● YOUR OBJECTIVE: Report how many lines in the material below contain the string "white", treating uppercase and lowercase as different. Give only the number.
-- START --
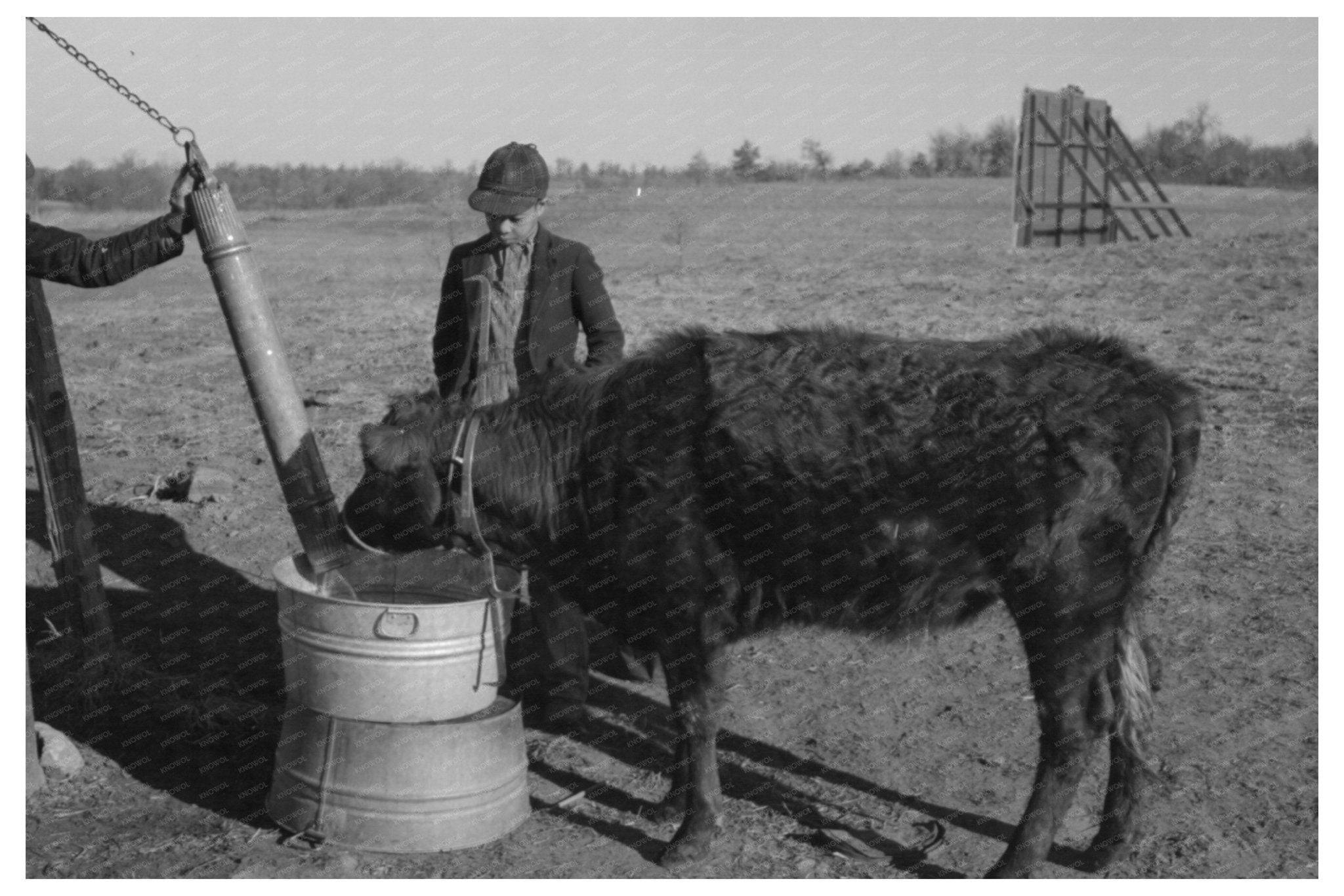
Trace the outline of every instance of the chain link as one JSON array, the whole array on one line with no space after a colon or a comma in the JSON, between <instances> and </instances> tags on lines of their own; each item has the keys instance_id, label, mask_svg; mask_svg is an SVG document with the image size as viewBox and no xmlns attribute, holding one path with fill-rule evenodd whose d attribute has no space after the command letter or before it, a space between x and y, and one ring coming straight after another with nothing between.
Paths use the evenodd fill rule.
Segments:
<instances>
[{"instance_id":1,"label":"chain link","mask_svg":"<svg viewBox=\"0 0 1344 896\"><path fill-rule=\"evenodd\" d=\"M171 121L168 121L168 116L163 114L161 111L159 111L157 109L155 109L153 106L151 106L148 102L145 102L144 99L141 99L138 94L132 93L120 81L117 81L116 78L113 78L112 75L109 75L106 71L103 71L103 69L98 63L95 63L93 59L90 59L89 56L86 56L82 52L79 52L79 50L77 50L74 44L71 44L69 40L66 40L65 38L62 38L60 35L58 35L55 31L52 31L47 26L42 24L40 21L38 21L32 16L27 16L27 19L34 26L36 26L38 31L44 32L48 38L51 38L52 40L56 42L58 47L60 47L62 50L65 50L66 52L69 52L71 56L74 56L75 62L78 62L79 64L82 64L85 69L87 69L89 71L94 73L95 75L98 75L99 81L102 81L109 87L112 87L113 90L116 90L117 93L120 93L122 97L125 97L132 103L134 103L134 106L137 109L140 109L142 113L145 113L146 116L149 116L151 118L153 118L156 122L159 122L160 125L163 125L164 128L167 128L168 130L171 130L172 132L173 142L177 142L177 134L180 132L183 132L183 130L188 130L190 132L191 130L191 128L179 128L177 125L175 125ZM196 134L192 133L191 136L195 137ZM177 145L180 146L181 144L177 144Z\"/></svg>"}]
</instances>

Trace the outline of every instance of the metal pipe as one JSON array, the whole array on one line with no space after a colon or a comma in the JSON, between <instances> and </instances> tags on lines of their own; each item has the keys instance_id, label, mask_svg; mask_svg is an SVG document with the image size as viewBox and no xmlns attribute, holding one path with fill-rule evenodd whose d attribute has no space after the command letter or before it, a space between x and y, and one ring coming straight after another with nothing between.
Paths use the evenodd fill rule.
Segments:
<instances>
[{"instance_id":1,"label":"metal pipe","mask_svg":"<svg viewBox=\"0 0 1344 896\"><path fill-rule=\"evenodd\" d=\"M328 572L348 559L340 512L285 360L251 243L228 187L210 176L194 142L187 144L187 159L198 173L196 189L187 201L196 222L200 253L228 322L285 504L313 572Z\"/></svg>"}]
</instances>

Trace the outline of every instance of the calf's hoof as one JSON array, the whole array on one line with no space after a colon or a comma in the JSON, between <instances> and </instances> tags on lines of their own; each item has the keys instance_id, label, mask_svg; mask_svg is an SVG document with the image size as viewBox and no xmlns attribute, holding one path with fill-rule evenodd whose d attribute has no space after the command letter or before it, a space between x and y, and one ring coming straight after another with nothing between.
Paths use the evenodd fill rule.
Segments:
<instances>
[{"instance_id":1,"label":"calf's hoof","mask_svg":"<svg viewBox=\"0 0 1344 896\"><path fill-rule=\"evenodd\" d=\"M649 813L649 818L659 825L681 821L683 815L685 815L685 802L679 799L664 799Z\"/></svg>"},{"instance_id":2,"label":"calf's hoof","mask_svg":"<svg viewBox=\"0 0 1344 896\"><path fill-rule=\"evenodd\" d=\"M668 870L677 870L699 865L708 857L708 837L685 837L668 844L668 848L663 850L663 857L659 858L659 865Z\"/></svg>"},{"instance_id":3,"label":"calf's hoof","mask_svg":"<svg viewBox=\"0 0 1344 896\"><path fill-rule=\"evenodd\" d=\"M1087 852L1083 853L1082 870L1099 872L1111 862L1129 856L1133 848L1134 838L1132 836L1103 837L1098 833L1091 845L1087 846Z\"/></svg>"},{"instance_id":4,"label":"calf's hoof","mask_svg":"<svg viewBox=\"0 0 1344 896\"><path fill-rule=\"evenodd\" d=\"M985 872L986 880L1021 880L1031 877L1031 865L1013 865L1003 858Z\"/></svg>"}]
</instances>

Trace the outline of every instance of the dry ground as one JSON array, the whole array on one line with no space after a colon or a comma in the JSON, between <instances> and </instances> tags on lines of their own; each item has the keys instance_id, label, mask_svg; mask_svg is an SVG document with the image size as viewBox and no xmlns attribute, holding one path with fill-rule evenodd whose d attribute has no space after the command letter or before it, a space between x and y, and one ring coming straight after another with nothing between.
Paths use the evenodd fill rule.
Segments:
<instances>
[{"instance_id":1,"label":"dry ground","mask_svg":"<svg viewBox=\"0 0 1344 896\"><path fill-rule=\"evenodd\" d=\"M1164 660L1148 840L1116 877L1317 875L1317 203L1177 188L1193 239L1008 246L1004 181L743 185L562 196L550 223L587 242L633 345L688 322L839 322L982 337L1044 322L1120 333L1204 394L1199 484L1148 614ZM90 234L137 215L48 215ZM356 431L388 394L429 386L429 334L465 210L247 215L249 234L337 494ZM28 643L38 717L90 766L28 803L30 877L625 877L672 829L645 819L664 780L655 688L594 696L578 744L528 733L532 817L489 846L380 856L277 845L262 799L278 688L271 564L297 547L195 244L102 292L50 287L103 579L132 662L71 678L43 622L52 574L28 466ZM223 470L219 500L146 496ZM720 739L727 827L703 873L982 873L1025 801L1035 720L1021 649L991 614L899 649L788 630L734 647ZM67 681L85 693L71 701ZM880 685L874 690L874 685ZM860 695L859 692L863 690ZM880 695L880 696L875 696ZM74 707L62 709L62 707ZM1085 779L1043 873L1095 825ZM551 807L578 789L587 798ZM921 864L836 854L821 827L895 849L946 827Z\"/></svg>"}]
</instances>

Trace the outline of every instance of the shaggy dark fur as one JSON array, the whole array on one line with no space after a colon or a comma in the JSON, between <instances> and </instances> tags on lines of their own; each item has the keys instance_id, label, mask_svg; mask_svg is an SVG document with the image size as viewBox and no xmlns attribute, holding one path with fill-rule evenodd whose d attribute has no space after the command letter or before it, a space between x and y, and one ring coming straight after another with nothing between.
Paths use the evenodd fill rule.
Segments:
<instances>
[{"instance_id":1,"label":"shaggy dark fur","mask_svg":"<svg viewBox=\"0 0 1344 896\"><path fill-rule=\"evenodd\" d=\"M405 400L366 427L347 509L375 544L453 528L438 481L465 408ZM1042 724L1036 782L991 870L1044 858L1093 744L1099 866L1136 837L1150 707L1138 613L1189 488L1196 394L1073 330L984 343L844 330L665 336L598 376L481 412L489 537L656 650L679 715L664 864L707 854L723 645L784 621L878 635L1003 600Z\"/></svg>"}]
</instances>

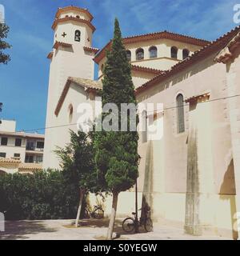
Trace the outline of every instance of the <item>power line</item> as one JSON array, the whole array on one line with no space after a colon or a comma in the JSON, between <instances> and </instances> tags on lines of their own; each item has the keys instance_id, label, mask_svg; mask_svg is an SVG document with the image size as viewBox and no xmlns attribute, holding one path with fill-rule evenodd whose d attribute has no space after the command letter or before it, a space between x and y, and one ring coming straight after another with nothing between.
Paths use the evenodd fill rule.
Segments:
<instances>
[{"instance_id":1,"label":"power line","mask_svg":"<svg viewBox=\"0 0 240 256\"><path fill-rule=\"evenodd\" d=\"M223 97L223 98L214 98L214 99L210 99L206 102L198 102L198 104L201 104L201 103L209 103L209 102L217 102L217 101L221 101L221 100L226 100L226 99L229 99L229 98L237 98L237 97L240 97L240 94L236 94L236 95L233 95L233 96L228 96L228 97ZM164 111L164 110L173 110L173 109L177 109L179 107L184 107L184 106L188 106L189 104L183 104L180 106L170 106L170 107L166 107L166 108L163 108L162 110L154 110L154 111L147 111L147 114L149 113L156 113L158 111ZM72 124L65 124L65 125L61 125L61 126L49 126L49 127L43 127L43 128L37 128L37 129L31 129L31 130L22 130L20 131L17 131L18 133L21 132L25 132L25 133L28 133L28 132L33 132L33 131L37 131L37 130L50 130L50 129L56 129L56 128L62 128L62 127L67 127L67 126L77 126L79 124L86 124L88 123L88 122L78 122L78 123L72 123ZM8 133L8 134L14 134L15 132L13 133Z\"/></svg>"}]
</instances>

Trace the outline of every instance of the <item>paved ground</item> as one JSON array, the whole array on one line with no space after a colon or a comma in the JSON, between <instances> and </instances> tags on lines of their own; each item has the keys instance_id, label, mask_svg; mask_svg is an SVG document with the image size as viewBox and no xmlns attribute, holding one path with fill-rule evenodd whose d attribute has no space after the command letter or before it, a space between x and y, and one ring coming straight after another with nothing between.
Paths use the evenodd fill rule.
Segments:
<instances>
[{"instance_id":1,"label":"paved ground","mask_svg":"<svg viewBox=\"0 0 240 256\"><path fill-rule=\"evenodd\" d=\"M6 232L0 232L0 240L103 240L106 234L107 220L87 220L74 228L72 220L6 222ZM122 221L117 220L114 232L123 240L197 240L226 239L220 237L193 237L182 230L154 225L150 233L125 234Z\"/></svg>"}]
</instances>

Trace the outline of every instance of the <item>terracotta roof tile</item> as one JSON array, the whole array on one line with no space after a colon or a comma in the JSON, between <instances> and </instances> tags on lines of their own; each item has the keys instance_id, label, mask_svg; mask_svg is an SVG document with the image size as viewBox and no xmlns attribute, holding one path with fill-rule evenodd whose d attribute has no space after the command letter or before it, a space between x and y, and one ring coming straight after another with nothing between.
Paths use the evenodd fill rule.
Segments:
<instances>
[{"instance_id":1,"label":"terracotta roof tile","mask_svg":"<svg viewBox=\"0 0 240 256\"><path fill-rule=\"evenodd\" d=\"M82 86L86 90L101 90L102 89L102 82L101 81L94 81L90 79L83 79L80 78L72 78L70 77L67 79L67 82L64 86L64 89L62 92L58 102L57 104L55 109L55 114L58 115L64 102L65 97L67 94L69 90L71 82L74 82L75 84L78 85L79 86Z\"/></svg>"},{"instance_id":2,"label":"terracotta roof tile","mask_svg":"<svg viewBox=\"0 0 240 256\"><path fill-rule=\"evenodd\" d=\"M51 51L48 54L46 58L49 59L51 59L53 58L53 56L54 56L54 52Z\"/></svg>"},{"instance_id":3,"label":"terracotta roof tile","mask_svg":"<svg viewBox=\"0 0 240 256\"><path fill-rule=\"evenodd\" d=\"M16 160L13 158L0 158L0 163L20 163L20 160Z\"/></svg>"},{"instance_id":4,"label":"terracotta roof tile","mask_svg":"<svg viewBox=\"0 0 240 256\"><path fill-rule=\"evenodd\" d=\"M218 62L226 63L234 58L234 52L240 46L240 32L222 49L217 55L215 61Z\"/></svg>"},{"instance_id":5,"label":"terracotta roof tile","mask_svg":"<svg viewBox=\"0 0 240 256\"><path fill-rule=\"evenodd\" d=\"M87 9L81 8L81 7L78 7L78 6L74 6L58 8L58 11L56 13L55 18L59 18L61 14L65 10L77 10L79 12L83 12L89 16L89 18L90 18L90 21L92 21L94 18L93 15L89 12L89 10Z\"/></svg>"},{"instance_id":6,"label":"terracotta roof tile","mask_svg":"<svg viewBox=\"0 0 240 256\"><path fill-rule=\"evenodd\" d=\"M90 53L94 53L96 54L99 49L98 48L92 48L92 47L86 47L86 46L83 46L84 50L89 51Z\"/></svg>"},{"instance_id":7,"label":"terracotta roof tile","mask_svg":"<svg viewBox=\"0 0 240 256\"><path fill-rule=\"evenodd\" d=\"M126 45L126 44L134 43L137 42L144 42L144 41L161 39L161 38L176 40L176 41L183 42L186 43L190 43L190 44L193 44L199 46L205 46L210 42L206 40L195 38L187 35L172 33L166 30L162 31L162 32L156 32L156 33L150 33L150 34L127 37L127 38L122 38L122 41L123 41L123 43ZM99 51L98 54L95 56L94 58L95 62L99 63L99 62L106 56L106 50L110 49L110 46L111 46L111 41L109 42L101 50L101 51Z\"/></svg>"},{"instance_id":8,"label":"terracotta roof tile","mask_svg":"<svg viewBox=\"0 0 240 256\"><path fill-rule=\"evenodd\" d=\"M151 74L159 74L161 73L165 72L165 71L162 71L160 70L156 70L156 69L152 69L150 67L136 66L136 65L132 65L132 70L142 71L142 72L151 73Z\"/></svg>"},{"instance_id":9,"label":"terracotta roof tile","mask_svg":"<svg viewBox=\"0 0 240 256\"><path fill-rule=\"evenodd\" d=\"M42 166L38 163L21 162L18 166L18 170L22 171L24 170L42 170Z\"/></svg>"},{"instance_id":10,"label":"terracotta roof tile","mask_svg":"<svg viewBox=\"0 0 240 256\"><path fill-rule=\"evenodd\" d=\"M86 19L81 18L76 18L76 17L73 17L73 16L65 17L65 18L56 18L53 23L52 29L54 30L58 23L69 22L69 21L85 23L89 26L89 27L93 30L93 32L94 32L96 30L96 28L90 22L89 22Z\"/></svg>"},{"instance_id":11,"label":"terracotta roof tile","mask_svg":"<svg viewBox=\"0 0 240 256\"><path fill-rule=\"evenodd\" d=\"M63 47L71 47L72 45L70 43L66 43L66 42L58 42L56 41L53 48L54 49L58 49L59 46L63 46Z\"/></svg>"}]
</instances>

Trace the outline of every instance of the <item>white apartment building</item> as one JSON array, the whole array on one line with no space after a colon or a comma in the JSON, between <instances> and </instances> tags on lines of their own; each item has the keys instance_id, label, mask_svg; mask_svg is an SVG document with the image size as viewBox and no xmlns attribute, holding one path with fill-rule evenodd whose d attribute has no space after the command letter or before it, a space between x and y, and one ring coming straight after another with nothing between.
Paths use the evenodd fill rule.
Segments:
<instances>
[{"instance_id":1,"label":"white apartment building","mask_svg":"<svg viewBox=\"0 0 240 256\"><path fill-rule=\"evenodd\" d=\"M16 131L16 122L2 120L0 125L0 169L3 165L18 163L22 169L42 169L44 135ZM9 168L6 168L9 169ZM2 170L3 171L3 170ZM8 172L15 172L11 170Z\"/></svg>"}]
</instances>

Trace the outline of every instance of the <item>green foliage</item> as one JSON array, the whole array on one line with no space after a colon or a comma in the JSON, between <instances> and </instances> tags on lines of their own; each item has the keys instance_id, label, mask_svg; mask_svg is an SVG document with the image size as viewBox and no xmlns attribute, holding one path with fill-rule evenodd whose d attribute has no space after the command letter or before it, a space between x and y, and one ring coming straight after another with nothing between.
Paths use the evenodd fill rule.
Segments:
<instances>
[{"instance_id":1,"label":"green foliage","mask_svg":"<svg viewBox=\"0 0 240 256\"><path fill-rule=\"evenodd\" d=\"M118 126L121 127L121 103L136 104L136 98L130 64L126 58L117 19L114 38L111 50L107 53L103 74L102 106L106 103L118 106ZM130 124L129 114L127 120ZM138 140L137 131L102 131L94 134L95 162L103 190L119 193L134 185L138 175Z\"/></svg>"},{"instance_id":2,"label":"green foliage","mask_svg":"<svg viewBox=\"0 0 240 256\"><path fill-rule=\"evenodd\" d=\"M7 219L74 218L78 197L58 170L0 175L0 211Z\"/></svg>"},{"instance_id":3,"label":"green foliage","mask_svg":"<svg viewBox=\"0 0 240 256\"><path fill-rule=\"evenodd\" d=\"M4 23L0 23L0 63L7 64L10 61L9 54L3 53L3 50L10 49L11 46L2 39L7 38L9 26Z\"/></svg>"},{"instance_id":4,"label":"green foliage","mask_svg":"<svg viewBox=\"0 0 240 256\"><path fill-rule=\"evenodd\" d=\"M70 130L70 143L58 148L64 177L68 183L75 184L87 191L98 191L93 146L93 134Z\"/></svg>"}]
</instances>

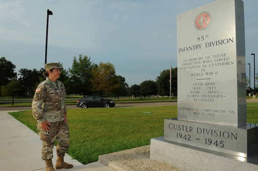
-- END --
● RESULT: 2